■ WHAT IS REQUIRED
Rewrite the listing below with "instance" replaced by "occurrence" everywhere it appears, and keep every other character the same.

================

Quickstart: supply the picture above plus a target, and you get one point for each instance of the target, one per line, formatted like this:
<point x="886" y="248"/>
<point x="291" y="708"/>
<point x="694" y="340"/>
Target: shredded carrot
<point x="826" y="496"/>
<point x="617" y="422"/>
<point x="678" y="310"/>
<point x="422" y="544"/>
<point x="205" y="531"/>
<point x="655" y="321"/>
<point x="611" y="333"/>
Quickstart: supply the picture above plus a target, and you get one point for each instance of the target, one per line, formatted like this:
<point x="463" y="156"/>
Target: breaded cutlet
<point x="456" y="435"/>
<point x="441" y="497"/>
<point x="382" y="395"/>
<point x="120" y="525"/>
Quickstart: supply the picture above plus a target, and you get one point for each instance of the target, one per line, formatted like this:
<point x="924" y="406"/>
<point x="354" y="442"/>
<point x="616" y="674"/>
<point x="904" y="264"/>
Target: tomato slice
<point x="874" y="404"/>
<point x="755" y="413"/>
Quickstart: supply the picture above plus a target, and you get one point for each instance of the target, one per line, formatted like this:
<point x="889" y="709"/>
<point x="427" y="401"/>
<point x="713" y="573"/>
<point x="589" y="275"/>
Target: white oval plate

================

■ SOLUTION FOR THIS TASK
Quickstart: supply the picture above plus a target, and you get one point for each occurrence of the target, one per line, formatted like this:
<point x="886" y="248"/>
<point x="291" y="708"/>
<point x="694" y="340"/>
Target: shredded carrot
<point x="826" y="496"/>
<point x="617" y="422"/>
<point x="678" y="310"/>
<point x="422" y="544"/>
<point x="205" y="531"/>
<point x="655" y="321"/>
<point x="611" y="333"/>
Quickstart: supply the picture above plus a target, and you get one point for each occurrence of the target, one per line, formatted like this:
<point x="463" y="156"/>
Target: breaded cutlet
<point x="456" y="435"/>
<point x="441" y="497"/>
<point x="382" y="395"/>
<point x="120" y="525"/>
Quickstart: supply the picture above plus a target, and you get one point for each occurrence of the target, one per line, formatted like this:
<point x="924" y="406"/>
<point x="354" y="442"/>
<point x="616" y="674"/>
<point x="904" y="264"/>
Target: tomato slice
<point x="874" y="404"/>
<point x="755" y="413"/>
Quickstart: supply the picture above plus a target, and you get one point for each occurrence of the target, one per line, formatted like this:
<point x="889" y="709"/>
<point x="427" y="401"/>
<point x="713" y="573"/>
<point x="589" y="275"/>
Target: white oval plate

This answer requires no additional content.